===== SUPPLIED MATERIAL =====

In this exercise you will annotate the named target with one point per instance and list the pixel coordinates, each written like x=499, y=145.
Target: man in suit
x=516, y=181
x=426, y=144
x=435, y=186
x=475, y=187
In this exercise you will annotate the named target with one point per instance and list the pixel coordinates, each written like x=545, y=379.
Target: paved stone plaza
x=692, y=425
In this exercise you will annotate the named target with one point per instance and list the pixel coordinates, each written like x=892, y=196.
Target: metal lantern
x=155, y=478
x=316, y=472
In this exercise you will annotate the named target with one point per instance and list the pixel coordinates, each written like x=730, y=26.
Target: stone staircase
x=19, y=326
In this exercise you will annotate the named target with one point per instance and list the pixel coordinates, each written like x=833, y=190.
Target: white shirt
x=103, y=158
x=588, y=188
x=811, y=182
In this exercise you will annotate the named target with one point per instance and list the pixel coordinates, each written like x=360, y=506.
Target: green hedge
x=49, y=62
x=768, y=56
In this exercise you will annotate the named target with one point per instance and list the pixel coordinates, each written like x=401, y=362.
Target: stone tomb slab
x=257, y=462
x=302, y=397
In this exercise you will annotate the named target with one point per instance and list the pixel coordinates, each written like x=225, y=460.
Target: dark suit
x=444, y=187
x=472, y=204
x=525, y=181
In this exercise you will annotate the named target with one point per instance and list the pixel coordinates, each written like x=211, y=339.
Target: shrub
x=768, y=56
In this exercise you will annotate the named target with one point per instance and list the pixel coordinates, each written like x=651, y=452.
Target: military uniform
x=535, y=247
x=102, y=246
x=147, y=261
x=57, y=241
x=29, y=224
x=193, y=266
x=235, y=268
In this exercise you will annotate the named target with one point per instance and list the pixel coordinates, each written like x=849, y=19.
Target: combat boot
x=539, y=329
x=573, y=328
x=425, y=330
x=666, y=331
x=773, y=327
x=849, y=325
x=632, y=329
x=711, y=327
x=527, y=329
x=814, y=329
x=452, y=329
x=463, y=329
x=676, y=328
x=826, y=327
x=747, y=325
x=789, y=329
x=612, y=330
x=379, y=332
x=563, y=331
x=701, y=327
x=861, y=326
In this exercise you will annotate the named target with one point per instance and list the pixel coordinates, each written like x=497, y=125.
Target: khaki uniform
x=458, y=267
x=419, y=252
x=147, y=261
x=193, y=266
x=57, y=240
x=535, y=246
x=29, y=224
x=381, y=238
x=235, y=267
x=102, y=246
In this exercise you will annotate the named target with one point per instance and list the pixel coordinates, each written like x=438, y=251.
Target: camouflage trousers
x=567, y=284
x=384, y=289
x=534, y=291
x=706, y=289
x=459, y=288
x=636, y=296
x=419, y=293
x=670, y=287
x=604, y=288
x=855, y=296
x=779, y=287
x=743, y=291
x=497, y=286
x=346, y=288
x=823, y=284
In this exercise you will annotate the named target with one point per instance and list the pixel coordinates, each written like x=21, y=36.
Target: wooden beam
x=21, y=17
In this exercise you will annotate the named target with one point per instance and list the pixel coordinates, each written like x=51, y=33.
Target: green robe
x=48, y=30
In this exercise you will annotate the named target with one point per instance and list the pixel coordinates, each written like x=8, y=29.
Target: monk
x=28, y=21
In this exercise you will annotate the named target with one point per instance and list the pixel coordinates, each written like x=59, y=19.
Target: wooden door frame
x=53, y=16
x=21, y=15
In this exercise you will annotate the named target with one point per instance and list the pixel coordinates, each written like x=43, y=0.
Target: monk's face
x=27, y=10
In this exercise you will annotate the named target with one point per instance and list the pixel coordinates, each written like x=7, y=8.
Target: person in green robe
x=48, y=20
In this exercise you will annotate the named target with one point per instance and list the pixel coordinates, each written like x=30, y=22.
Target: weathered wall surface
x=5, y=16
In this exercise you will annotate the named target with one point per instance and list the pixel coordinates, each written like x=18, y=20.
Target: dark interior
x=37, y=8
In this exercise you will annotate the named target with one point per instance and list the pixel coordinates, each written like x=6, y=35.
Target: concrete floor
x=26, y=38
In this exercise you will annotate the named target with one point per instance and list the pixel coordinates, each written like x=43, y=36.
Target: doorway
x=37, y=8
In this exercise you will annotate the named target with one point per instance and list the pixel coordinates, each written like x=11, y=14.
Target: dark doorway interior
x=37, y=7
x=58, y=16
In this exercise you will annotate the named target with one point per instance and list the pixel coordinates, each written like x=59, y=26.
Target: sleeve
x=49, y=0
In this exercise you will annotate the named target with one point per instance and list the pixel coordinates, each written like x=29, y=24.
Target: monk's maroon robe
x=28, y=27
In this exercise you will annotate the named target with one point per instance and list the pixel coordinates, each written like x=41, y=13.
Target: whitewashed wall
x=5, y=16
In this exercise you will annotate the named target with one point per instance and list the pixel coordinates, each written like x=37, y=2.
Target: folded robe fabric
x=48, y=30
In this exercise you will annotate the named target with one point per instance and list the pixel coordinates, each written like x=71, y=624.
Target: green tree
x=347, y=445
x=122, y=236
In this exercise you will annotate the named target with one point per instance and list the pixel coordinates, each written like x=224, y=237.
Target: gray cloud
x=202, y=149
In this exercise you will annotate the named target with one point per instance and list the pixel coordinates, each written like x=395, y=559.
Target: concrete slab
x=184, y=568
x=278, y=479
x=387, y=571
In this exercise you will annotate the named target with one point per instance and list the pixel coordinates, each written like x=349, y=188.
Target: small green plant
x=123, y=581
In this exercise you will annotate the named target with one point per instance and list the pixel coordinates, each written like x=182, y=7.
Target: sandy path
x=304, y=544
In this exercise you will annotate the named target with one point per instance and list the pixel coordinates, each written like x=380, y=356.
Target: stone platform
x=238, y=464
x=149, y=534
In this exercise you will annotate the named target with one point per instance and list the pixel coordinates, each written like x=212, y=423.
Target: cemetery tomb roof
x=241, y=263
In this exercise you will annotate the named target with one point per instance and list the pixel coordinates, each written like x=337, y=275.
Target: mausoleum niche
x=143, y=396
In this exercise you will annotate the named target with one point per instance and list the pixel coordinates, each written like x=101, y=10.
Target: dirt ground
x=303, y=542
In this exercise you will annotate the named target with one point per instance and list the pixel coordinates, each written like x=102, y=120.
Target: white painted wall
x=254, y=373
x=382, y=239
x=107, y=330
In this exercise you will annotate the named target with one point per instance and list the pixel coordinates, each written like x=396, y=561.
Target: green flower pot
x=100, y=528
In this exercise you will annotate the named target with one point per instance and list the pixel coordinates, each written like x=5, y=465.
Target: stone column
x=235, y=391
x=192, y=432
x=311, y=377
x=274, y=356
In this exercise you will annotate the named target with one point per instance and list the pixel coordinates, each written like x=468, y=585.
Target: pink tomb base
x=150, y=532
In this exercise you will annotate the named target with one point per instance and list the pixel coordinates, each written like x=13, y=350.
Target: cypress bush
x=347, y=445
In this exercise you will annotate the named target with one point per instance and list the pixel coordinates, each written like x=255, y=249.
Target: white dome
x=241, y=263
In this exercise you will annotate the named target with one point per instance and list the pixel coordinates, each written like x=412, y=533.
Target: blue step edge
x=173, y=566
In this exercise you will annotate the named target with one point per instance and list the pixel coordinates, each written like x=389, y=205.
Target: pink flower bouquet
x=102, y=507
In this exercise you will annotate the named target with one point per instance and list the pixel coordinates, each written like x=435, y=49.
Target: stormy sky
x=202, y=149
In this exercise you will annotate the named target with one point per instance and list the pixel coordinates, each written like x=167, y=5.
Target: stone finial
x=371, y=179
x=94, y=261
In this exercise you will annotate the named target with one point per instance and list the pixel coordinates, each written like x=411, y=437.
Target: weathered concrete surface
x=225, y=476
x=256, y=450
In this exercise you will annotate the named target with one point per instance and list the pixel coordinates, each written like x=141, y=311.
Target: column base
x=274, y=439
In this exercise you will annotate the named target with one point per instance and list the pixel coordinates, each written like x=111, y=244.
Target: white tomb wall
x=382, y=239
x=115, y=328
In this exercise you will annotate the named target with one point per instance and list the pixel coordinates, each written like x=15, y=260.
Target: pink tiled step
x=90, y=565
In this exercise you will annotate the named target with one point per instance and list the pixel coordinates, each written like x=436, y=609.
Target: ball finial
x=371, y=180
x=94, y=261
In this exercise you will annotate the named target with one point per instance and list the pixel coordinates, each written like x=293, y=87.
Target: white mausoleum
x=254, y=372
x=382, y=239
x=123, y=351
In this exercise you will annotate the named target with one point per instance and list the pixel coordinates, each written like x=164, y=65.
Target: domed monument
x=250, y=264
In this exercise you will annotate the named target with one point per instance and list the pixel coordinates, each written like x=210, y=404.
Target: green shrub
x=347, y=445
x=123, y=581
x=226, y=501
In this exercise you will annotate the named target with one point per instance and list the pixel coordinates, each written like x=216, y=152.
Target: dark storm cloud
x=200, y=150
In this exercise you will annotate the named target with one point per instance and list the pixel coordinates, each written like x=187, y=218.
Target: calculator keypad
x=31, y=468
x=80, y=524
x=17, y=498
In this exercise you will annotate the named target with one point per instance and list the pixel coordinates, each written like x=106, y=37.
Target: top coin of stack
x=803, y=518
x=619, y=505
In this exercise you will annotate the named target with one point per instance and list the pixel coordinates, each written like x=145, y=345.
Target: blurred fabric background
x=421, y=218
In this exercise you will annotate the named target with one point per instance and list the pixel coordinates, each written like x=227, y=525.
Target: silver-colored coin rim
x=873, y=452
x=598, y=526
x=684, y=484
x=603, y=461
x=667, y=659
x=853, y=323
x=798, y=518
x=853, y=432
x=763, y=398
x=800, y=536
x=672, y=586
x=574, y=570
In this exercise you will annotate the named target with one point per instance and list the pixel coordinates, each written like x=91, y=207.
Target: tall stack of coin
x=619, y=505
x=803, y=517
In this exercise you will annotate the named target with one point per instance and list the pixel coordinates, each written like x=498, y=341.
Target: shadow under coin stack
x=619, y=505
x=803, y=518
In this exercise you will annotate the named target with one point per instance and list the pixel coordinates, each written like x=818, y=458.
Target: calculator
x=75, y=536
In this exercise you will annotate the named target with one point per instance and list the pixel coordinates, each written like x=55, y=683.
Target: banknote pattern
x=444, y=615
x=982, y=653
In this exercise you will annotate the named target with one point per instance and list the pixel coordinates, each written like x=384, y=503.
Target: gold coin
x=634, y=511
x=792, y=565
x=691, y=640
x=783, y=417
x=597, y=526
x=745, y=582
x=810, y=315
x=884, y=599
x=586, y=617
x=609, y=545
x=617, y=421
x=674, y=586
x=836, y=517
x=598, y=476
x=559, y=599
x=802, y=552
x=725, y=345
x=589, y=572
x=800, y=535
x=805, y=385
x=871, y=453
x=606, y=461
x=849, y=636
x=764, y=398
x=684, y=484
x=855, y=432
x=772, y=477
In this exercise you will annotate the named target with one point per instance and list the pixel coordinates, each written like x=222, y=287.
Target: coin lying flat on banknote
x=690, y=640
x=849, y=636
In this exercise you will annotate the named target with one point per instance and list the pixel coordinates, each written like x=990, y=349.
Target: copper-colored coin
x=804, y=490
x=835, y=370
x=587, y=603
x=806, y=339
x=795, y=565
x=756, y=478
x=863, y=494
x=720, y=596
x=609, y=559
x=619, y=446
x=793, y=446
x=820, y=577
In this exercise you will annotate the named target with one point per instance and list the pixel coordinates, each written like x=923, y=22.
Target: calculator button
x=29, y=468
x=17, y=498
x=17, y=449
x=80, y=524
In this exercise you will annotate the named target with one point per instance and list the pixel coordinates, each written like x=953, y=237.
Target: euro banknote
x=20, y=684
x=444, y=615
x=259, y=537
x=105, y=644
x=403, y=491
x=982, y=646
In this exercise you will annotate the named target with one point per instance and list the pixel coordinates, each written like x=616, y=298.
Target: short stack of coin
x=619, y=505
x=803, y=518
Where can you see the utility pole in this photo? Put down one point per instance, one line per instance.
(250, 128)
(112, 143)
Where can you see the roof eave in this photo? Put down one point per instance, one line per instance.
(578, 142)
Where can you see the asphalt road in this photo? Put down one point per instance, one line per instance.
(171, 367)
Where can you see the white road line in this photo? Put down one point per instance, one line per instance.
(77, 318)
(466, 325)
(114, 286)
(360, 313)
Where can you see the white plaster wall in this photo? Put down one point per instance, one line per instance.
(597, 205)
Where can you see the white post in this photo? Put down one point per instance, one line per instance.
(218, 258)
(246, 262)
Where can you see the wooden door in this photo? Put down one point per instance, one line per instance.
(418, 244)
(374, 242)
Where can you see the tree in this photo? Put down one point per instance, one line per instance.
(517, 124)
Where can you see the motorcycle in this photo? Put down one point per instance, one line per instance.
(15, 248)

=====

**EXERCISE DIRECTIONS:**
Please print the stretch of the data above from the line containing "like x=102, y=120." through the line containing "x=256, y=450", both lines included, without changing anything.

**CORRECT OUTPUT:**
In this exercise you will annotate the named target with one point per instance and list the pixel coordinates, each written like x=102, y=120.
Target: white painted wall
x=254, y=373
x=382, y=239
x=107, y=330
In this exercise you will annotate the named target with one point per instance and list the pixel coordinates, each written like x=396, y=561.
Target: green flower pot
x=100, y=528
In this exercise you will annotate the named target with one point per instance and list the pixel coordinates, each written like x=5, y=465.
Target: stone column
x=235, y=391
x=192, y=432
x=311, y=377
x=274, y=356
In this exercise you will annotate the named target with one point per instance and list the pixel coordinates, each written like x=468, y=585.
Target: pink tomb base
x=150, y=532
In this exercise you will annotate the named target with one point per instance and list the pixel coordinates, each written like x=13, y=350.
Target: cypress bush
x=347, y=445
In this exercise you will annotate the named target with one point per instance and list the pixel coordinates, each written like x=255, y=249.
Target: white dome
x=241, y=263
In this exercise you will annotate the named target with one point per instance and list the pixel coordinates, each written like x=412, y=533.
Target: blue step edge
x=173, y=566
In this exercise you will annotate the named target with one point per instance and list the pixel coordinates, each written like x=389, y=205.
Target: pink flower bouquet
x=102, y=507
In this exercise you will annotate the named target with one point per instance and list the pixel coordinates, each written like x=435, y=49.
Target: stormy sky
x=202, y=149
In this exercise you will annotate the named target with one point per instance and list the pixel coordinates, each written like x=167, y=5.
Target: stone finial
x=371, y=179
x=94, y=261
In this exercise you will annotate the named target with one point per instance and list the pixel coordinates, each written like x=411, y=437.
Target: weathered concrete surface
x=225, y=476
x=256, y=450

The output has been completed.